*EXERCISE DIRECTIONS*:
Output each record exactly, with nothing omitted.

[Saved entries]
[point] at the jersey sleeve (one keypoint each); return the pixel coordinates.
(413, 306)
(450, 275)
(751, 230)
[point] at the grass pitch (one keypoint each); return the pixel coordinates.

*EXERCISE ANSWER*:
[point] at the jersey sleeve (one keypoint each); return the pixel coordinates.
(413, 306)
(450, 275)
(751, 230)
[point] at the grass pitch (one keypoint each); return the pixel coordinates.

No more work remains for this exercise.